EXERCISE REQUIREMENTS:
1. In the discussion of toxic masculinity below, what traditional male archetype does one writer say nobody would call toxic?
2. In the discussion of toxic masculinity below, list the examples of unhealthy habits given in parentheses in the line that begins "People refer to toxic masculinity".
3. Resume the discussion of toxic masculinity from its final sentence.

PASSAGE TO READ:
There is no toxic masculinity, only toxic people. The term toxic masculinity serves no purpose other than to denigrate a class of people that share masculine characteristics. It's ironic that I most often see the concept pushed by people that claim to be against sexism.
> The term "toxic masculinity" does not imply "masculinity = toxic".
It totally does, this is why those two words are used in that expression. The plan is to skew the meaning of masculinity by making the colloquation widely used enough, until it's automatically associated with toxicity even when that word is not present.
> People refer to toxic masculinity, a set of problematic behaviors some men exhibit as part of attempting to appear "manly" that includes traits such as: homophobia, glorifying unhealthy habits (e.g., drinking like a man, don't cry like a woman, mental health issues depicted as "weakness", etc.) They're not referring to masculinity, itself, as being toxic.
Yes, toxic masculinity ? masculinity. Broadly speaking, toxic masculinity has to do with behaviors that are deleterious to the one behaving that way, others, or both. Nobody is going to claim for example that a man’s efforts to be a warm, supportive father who strives to be his family’s rock (a pretty traditional male archetype) are toxic.
>The reality is, proponents of the idea of "toxic masculinity" provide almost no examples of "healthy masculinity" (or "toxic femininity").
Almost any article you read about toxic masculinity and in every discussion where it comes up, proponents take pains to point out, often in laborious detail, and to futile effect, that the term isn't meant to assign toxicity to all masculine behaviors. One shouldn't need to provide a list of "non-toxic" masculine behaviors as well as a list of "toxic feminine" behaviors in order for the concept to be understood as presented.
The people using toxic masculinity in mainstream conversation to mean "all masculinity is toxic" are, primarily, its opponents, not its proponents.
This is not what toxic masculinity means. It's not saying masculinity is toxic, toxic is a qualifier not a description. It's used to talk about those attitudes which are ascribed by some people to be super masculine, but actually are just unhealthy (like hyper aggression, or the idea, ironically, that men shouldn't ask for help or complain about anything)

SUPPLIED ENTRIES:

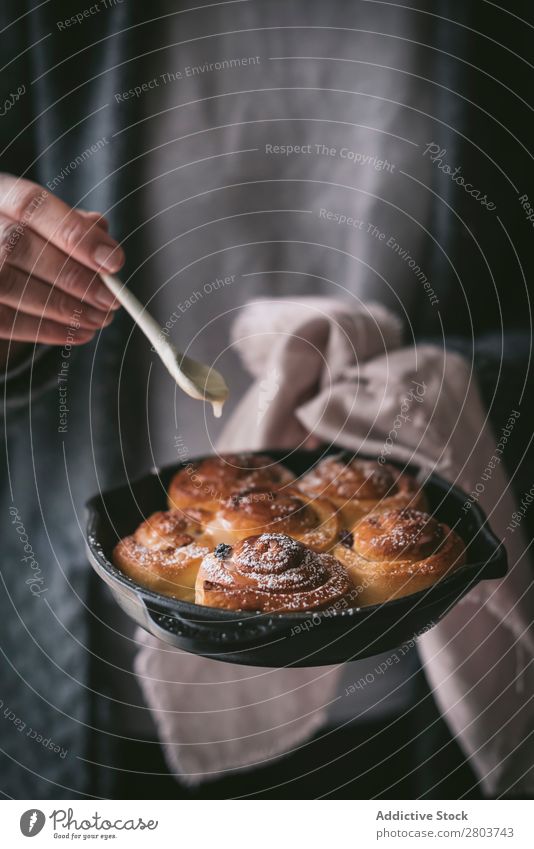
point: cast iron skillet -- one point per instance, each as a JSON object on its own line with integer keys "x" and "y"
{"x": 287, "y": 639}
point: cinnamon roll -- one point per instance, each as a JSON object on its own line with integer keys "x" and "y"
{"x": 164, "y": 554}
{"x": 209, "y": 481}
{"x": 356, "y": 487}
{"x": 270, "y": 572}
{"x": 312, "y": 521}
{"x": 398, "y": 552}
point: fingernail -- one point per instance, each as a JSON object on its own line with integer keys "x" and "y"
{"x": 109, "y": 258}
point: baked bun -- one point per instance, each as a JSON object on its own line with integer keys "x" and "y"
{"x": 212, "y": 480}
{"x": 270, "y": 572}
{"x": 255, "y": 511}
{"x": 164, "y": 554}
{"x": 398, "y": 552}
{"x": 355, "y": 487}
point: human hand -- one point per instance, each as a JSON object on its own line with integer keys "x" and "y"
{"x": 49, "y": 258}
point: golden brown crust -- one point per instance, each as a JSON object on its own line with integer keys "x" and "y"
{"x": 210, "y": 481}
{"x": 358, "y": 487}
{"x": 164, "y": 554}
{"x": 399, "y": 552}
{"x": 271, "y": 572}
{"x": 254, "y": 511}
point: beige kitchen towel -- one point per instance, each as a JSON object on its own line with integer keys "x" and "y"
{"x": 335, "y": 370}
{"x": 215, "y": 718}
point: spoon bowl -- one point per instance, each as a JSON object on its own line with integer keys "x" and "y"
{"x": 195, "y": 379}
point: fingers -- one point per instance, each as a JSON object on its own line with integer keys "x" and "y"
{"x": 28, "y": 252}
{"x": 20, "y": 327}
{"x": 73, "y": 232}
{"x": 33, "y": 297}
{"x": 95, "y": 218}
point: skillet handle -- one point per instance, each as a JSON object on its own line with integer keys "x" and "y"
{"x": 213, "y": 637}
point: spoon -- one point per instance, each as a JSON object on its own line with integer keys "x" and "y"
{"x": 196, "y": 379}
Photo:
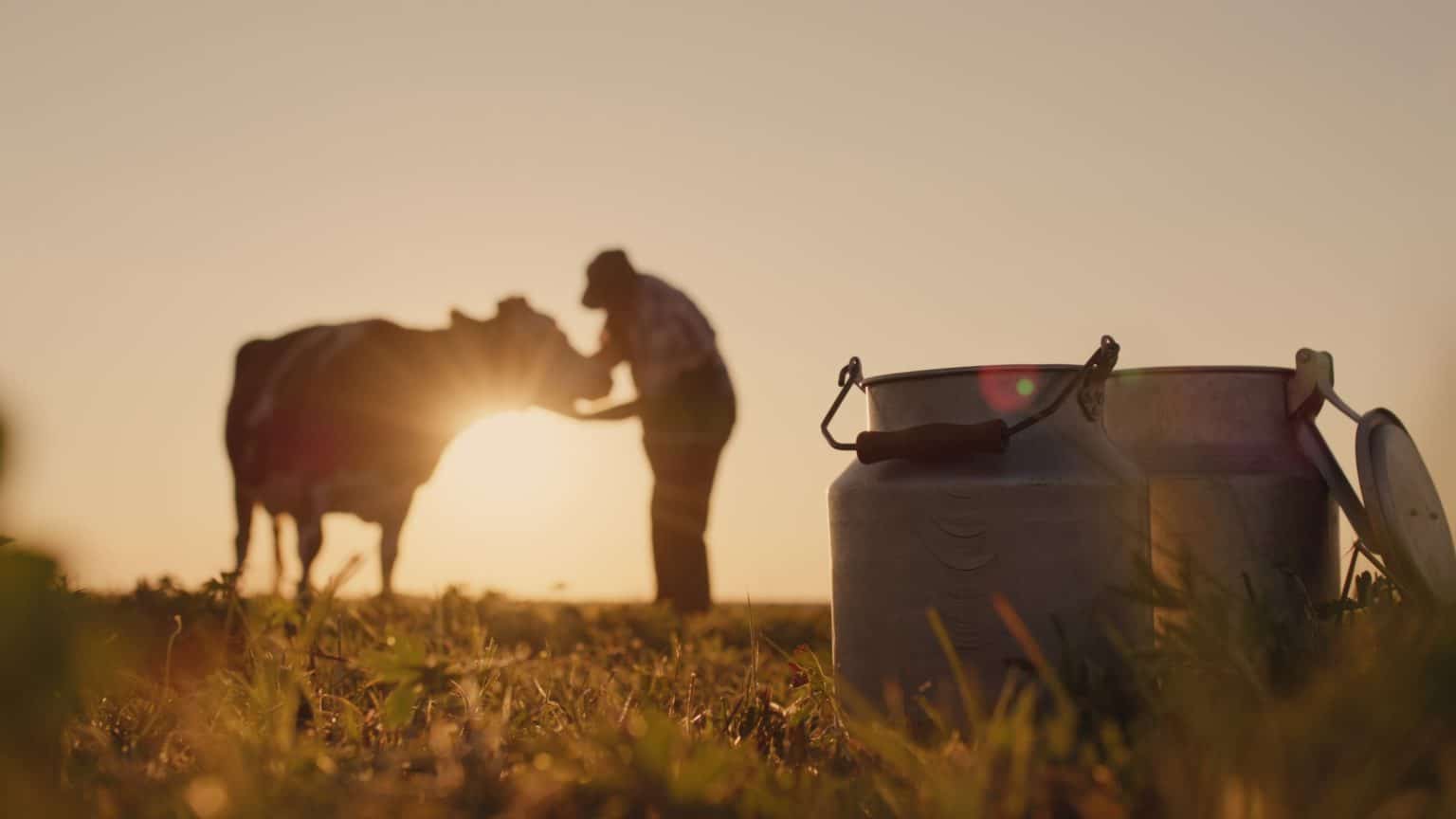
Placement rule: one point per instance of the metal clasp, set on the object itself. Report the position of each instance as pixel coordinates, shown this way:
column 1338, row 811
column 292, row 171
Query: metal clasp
column 1092, row 395
column 849, row 374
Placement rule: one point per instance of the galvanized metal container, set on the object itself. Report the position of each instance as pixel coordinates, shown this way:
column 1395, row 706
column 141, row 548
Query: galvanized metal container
column 982, row 482
column 1230, row 487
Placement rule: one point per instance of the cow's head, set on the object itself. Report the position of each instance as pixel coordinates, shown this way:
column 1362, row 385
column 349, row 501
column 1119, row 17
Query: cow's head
column 524, row 358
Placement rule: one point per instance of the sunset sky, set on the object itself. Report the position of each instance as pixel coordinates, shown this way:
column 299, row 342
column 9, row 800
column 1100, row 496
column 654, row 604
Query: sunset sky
column 919, row 184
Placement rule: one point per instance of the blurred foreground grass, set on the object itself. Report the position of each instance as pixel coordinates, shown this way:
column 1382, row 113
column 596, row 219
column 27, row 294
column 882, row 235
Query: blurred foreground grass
column 192, row 702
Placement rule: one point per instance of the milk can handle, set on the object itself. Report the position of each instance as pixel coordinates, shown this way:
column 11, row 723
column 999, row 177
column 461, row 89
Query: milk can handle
column 950, row 442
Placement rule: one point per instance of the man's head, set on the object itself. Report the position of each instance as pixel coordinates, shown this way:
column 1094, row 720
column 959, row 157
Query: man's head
column 610, row 280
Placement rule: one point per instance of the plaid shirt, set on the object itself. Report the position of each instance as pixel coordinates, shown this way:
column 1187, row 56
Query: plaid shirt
column 667, row 336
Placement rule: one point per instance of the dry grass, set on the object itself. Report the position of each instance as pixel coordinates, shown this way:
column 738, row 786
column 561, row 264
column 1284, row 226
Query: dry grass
column 194, row 702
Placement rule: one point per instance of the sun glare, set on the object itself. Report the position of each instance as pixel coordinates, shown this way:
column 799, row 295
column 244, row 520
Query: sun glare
column 516, row 460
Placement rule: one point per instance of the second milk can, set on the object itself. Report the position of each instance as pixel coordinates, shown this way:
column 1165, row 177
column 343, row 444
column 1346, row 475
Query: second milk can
column 1232, row 493
column 977, row 482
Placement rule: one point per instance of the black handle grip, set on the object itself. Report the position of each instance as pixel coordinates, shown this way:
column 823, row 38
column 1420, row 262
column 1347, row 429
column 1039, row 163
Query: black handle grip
column 934, row 442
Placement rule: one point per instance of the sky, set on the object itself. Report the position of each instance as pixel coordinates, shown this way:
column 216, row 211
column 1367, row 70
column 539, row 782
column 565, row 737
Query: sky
column 918, row 184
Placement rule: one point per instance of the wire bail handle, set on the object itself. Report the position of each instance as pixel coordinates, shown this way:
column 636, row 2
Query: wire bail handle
column 849, row 374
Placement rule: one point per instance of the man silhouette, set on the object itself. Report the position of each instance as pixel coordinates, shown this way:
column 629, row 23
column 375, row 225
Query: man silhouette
column 686, row 404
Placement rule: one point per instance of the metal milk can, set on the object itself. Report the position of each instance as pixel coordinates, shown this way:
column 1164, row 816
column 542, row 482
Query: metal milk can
column 1232, row 490
column 970, row 484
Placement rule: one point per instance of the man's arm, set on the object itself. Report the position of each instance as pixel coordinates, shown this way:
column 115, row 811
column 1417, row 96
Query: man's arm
column 616, row 412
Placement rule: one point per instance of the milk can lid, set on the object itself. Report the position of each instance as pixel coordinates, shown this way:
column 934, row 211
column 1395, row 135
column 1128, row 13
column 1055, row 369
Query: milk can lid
column 1404, row 507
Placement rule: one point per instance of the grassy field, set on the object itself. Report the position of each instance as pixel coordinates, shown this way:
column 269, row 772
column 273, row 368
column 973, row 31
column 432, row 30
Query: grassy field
column 195, row 702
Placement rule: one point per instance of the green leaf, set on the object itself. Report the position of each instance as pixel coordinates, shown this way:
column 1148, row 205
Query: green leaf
column 399, row 707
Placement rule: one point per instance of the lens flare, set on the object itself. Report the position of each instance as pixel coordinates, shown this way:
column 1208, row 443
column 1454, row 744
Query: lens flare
column 1008, row 391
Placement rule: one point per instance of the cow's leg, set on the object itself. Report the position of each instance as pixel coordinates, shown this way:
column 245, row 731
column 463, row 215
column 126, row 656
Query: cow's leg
column 277, row 522
column 244, row 504
column 389, row 544
column 310, row 539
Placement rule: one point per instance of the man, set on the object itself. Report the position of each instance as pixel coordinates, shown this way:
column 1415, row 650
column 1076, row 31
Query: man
column 686, row 404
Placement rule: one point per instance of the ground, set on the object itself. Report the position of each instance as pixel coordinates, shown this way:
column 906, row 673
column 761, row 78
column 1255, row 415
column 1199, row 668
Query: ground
column 200, row 702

RESULTS FOR THE EXERCISE:
1. A man's efforts to be a warm, supportive father who strives to be his family's rock.

2.
- drinking like a man
- don't cry like a woman
- mental health issues depicted as "weakness"

3.
Right, that stereotype, and its use to justify sexual assault, is absolutely toxic. But there's nothing masculine about it, hence my objection to using the phrase "toxic masculinity" to describe it.
Well, toxic masculinity isn't really a thing I recognize.
There is masculinity but claiming it's toxic is an absurd form of shaming which rests on the assumption that there are masculine traits which are objectively toxic.
> When people use the phrase "toxic masculinity", they don't mean "masculinity (which is toxic, by the way)": they mean " the parts of masculinity that are toxic".
This is technically defensible, just as "the patriarchy" is technically an abstract term.
But keep saying "masculinity" always prepended with "toxic" and "toxic" swiftly becomes an adjective, not a subcategory, just as the patriarchy becomes an active global conspiracy it's okay to get people fired for in the fight against it.
> Except "toxic masculinity" is a simple phrase that clearly and unambiguously describes a subset of masculinity as having the trait of toxicity
No, it absolutely comes across as trying to describe all masculinity and people who say that it's clearly only describing a subset of masculinity always come across like they are trying to rationalize away how it sounds.
> “toxic masculinity” is a political dog-whistle, not a legitimate psychological concept.
This is misleading at best. Toxic masculinity has been written about in great detail and at great length in academia (in gender/women's studies literature) for going on 30 years.